Task requirements >>
Transcribe all records below exactly, without images.

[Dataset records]
== Segment start ==
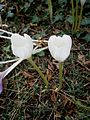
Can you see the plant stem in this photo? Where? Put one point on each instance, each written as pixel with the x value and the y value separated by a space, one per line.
pixel 76 21
pixel 73 14
pixel 60 75
pixel 78 27
pixel 39 71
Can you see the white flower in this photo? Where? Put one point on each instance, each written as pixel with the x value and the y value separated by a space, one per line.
pixel 82 2
pixel 60 47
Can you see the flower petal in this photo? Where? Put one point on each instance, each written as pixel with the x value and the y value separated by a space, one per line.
pixel 39 50
pixel 22 47
pixel 60 47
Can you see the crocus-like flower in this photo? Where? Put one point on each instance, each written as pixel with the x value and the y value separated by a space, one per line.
pixel 82 2
pixel 60 47
pixel 22 47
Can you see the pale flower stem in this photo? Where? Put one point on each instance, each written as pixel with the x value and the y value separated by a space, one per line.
pixel 76 21
pixel 78 27
pixel 39 71
pixel 50 9
pixel 60 75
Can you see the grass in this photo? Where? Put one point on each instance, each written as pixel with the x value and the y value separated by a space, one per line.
pixel 25 97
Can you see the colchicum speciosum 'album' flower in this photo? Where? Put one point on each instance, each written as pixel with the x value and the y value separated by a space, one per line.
pixel 82 2
pixel 60 47
pixel 22 47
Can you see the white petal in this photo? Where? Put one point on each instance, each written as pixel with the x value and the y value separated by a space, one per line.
pixel 60 47
pixel 8 61
pixel 39 50
pixel 22 47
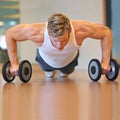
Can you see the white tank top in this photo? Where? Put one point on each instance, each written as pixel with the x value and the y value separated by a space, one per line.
pixel 54 57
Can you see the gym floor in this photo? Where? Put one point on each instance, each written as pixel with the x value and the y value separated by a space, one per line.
pixel 74 98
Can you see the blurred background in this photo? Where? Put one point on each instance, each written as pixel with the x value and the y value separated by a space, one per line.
pixel 106 12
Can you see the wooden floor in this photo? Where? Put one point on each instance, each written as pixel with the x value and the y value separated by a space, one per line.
pixel 75 98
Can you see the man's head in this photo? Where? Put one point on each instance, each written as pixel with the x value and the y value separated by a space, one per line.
pixel 59 30
pixel 58 24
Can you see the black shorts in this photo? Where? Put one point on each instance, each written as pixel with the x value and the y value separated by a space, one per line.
pixel 66 70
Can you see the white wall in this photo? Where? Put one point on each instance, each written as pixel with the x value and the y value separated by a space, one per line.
pixel 39 10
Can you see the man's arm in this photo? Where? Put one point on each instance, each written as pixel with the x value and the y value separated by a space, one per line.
pixel 13 35
pixel 85 29
pixel 105 35
pixel 12 50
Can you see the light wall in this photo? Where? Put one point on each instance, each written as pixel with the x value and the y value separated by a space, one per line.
pixel 38 10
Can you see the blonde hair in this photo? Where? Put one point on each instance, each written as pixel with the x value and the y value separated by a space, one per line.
pixel 58 24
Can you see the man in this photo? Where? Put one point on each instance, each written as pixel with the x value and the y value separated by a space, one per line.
pixel 58 41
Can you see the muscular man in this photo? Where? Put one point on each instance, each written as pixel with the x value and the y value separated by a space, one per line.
pixel 58 41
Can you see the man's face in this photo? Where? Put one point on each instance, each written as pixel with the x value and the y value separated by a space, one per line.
pixel 60 41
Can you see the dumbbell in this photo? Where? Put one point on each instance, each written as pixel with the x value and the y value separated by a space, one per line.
pixel 24 71
pixel 95 70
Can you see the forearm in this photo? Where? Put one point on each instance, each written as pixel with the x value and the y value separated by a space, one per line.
pixel 12 50
pixel 106 45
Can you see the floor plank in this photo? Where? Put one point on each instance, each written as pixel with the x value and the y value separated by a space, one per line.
pixel 73 98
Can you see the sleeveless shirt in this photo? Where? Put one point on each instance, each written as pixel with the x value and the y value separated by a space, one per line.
pixel 55 57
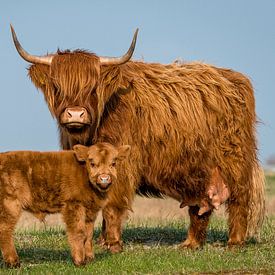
== Segment end ==
Exercise answer >>
Can you see the plant stem in this photo? Where? Put one point on each instance, each written as pixel with the x value and the y value separated by a space, one per line.
pixel 76 21
pixel 73 14
pixel 60 75
pixel 78 27
pixel 39 71
Can you see the white flower in this photo? Where? Put one point on each instance, each written as pixel with the x value and the y value separated by a space, one per line.
pixel 82 2
pixel 60 47
Can you see the flower petal in this photo? Where? Put one point on each instance, each written as pixel with the x value and the y value separated by a space, one per line.
pixel 39 50
pixel 22 47
pixel 60 47
Can you see the crocus-like flower in this photo? Where? Put one point on each instance, each written as pixel with the x value and the y value separated by a space, one per line.
pixel 82 2
pixel 60 47
pixel 22 47
Can you see the pale flower stem in this photo? Where? Put one point on each instance, each written as pixel with the x value and the y value separated by a space, one per line.
pixel 76 21
pixel 78 27
pixel 39 71
pixel 50 9
pixel 60 75
Can you see the grass in this photo? Where? Put one point on each instance, each written as pixel with the x value and the y value separated by a space, one per line.
pixel 25 97
Can you see the colchicum speciosum 'album' flower in this photo? Where? Put one point on each instance, each written as pixel with the x value and the y value separated by a space, one per line.
pixel 82 2
pixel 60 47
pixel 22 47
Can you see the white petal in this photo? Where? Put one point on each instance, each written as pixel with the x value and the y value separated by a space, one per line.
pixel 60 47
pixel 8 61
pixel 39 50
pixel 22 47
Can you see the white tank top in this photo? Where? Put one point on each instance, each written as pixel with the x value and the y value separated by a space, one per line.
pixel 54 57
Can you see the gym floor in this photo? Where? Put one point on each instance, each written as pixel with the x value and the y value separated by a space, one per line.
pixel 74 98
Can you see the blurred background in this photo? Where? Put one point on each instance, each written as pixel with the x value and the y value separated by a space, one per line.
pixel 106 12
Can you see the wooden floor in this photo? Where? Put one point on each instance, each written as pixel with the x value and the y value separated by a space, one per line.
pixel 75 98
Can you see the man's head in this photo? Where? Put one point on each instance, each written as pixel with the x value and the y value separated by a space, one per line.
pixel 59 30
pixel 58 24
Can you see the black shorts in this photo? Where? Put one point on each instance, each written as pixel with the x value and the y value separated by a space, one per line.
pixel 66 70
Can you see the white wall in this photo? Where? Put one point on each instance, each written as pixel with the x value and the y value separated by a space, one per line.
pixel 39 10
Can you see the man's arm in this photo? Where? Put one point on each instance, each written as pixel with the x value and the y value separated by a space, one per line.
pixel 13 35
pixel 85 29
pixel 105 35
pixel 12 50
Can you see the light wall in this photo? Where? Put one point on each instance, each written as pixel with the x value and the y value separated by a space, one per line.
pixel 38 10
Can you see the blonde hair in this photo? Where? Put one point on each instance, each written as pixel with the x value and the y value separated by a space, one per line.
pixel 58 24
Can you see the man in this photo? Where? Put one point on each instance, each written as pixel with the x value and the y value separated by a space, one per line.
pixel 58 41
Can you see the muscular man in this photo? Where? Put one point on each instance, each written as pixel with the x value and the y value separated by a space, one per line.
pixel 58 41
Can you see the man's face in this photo? Where? Put one point on each instance, each written as pixel with the x value and the y value separated by a space, one per line.
pixel 60 41
Can you see the dumbbell in this photo? Where? Put one point on each instance, each written as pixel with the x value and the y value separated by a space, one per line.
pixel 24 71
pixel 95 70
Can you see the forearm in this photo? Where? Put one point on each instance, each written as pixel with the x value and the y value separated by a space, one per line.
pixel 12 50
pixel 106 45
Can you see the floor plank in this photo? Where? Put one point on each instance, each written as pixel with the x value and the y value separated by a space, one per line.
pixel 73 98
Can you see the sleeveless shirt in this photo? Where? Put one point on each instance, each written as pixel with the x value and the y value separated by a space, one per line.
pixel 55 57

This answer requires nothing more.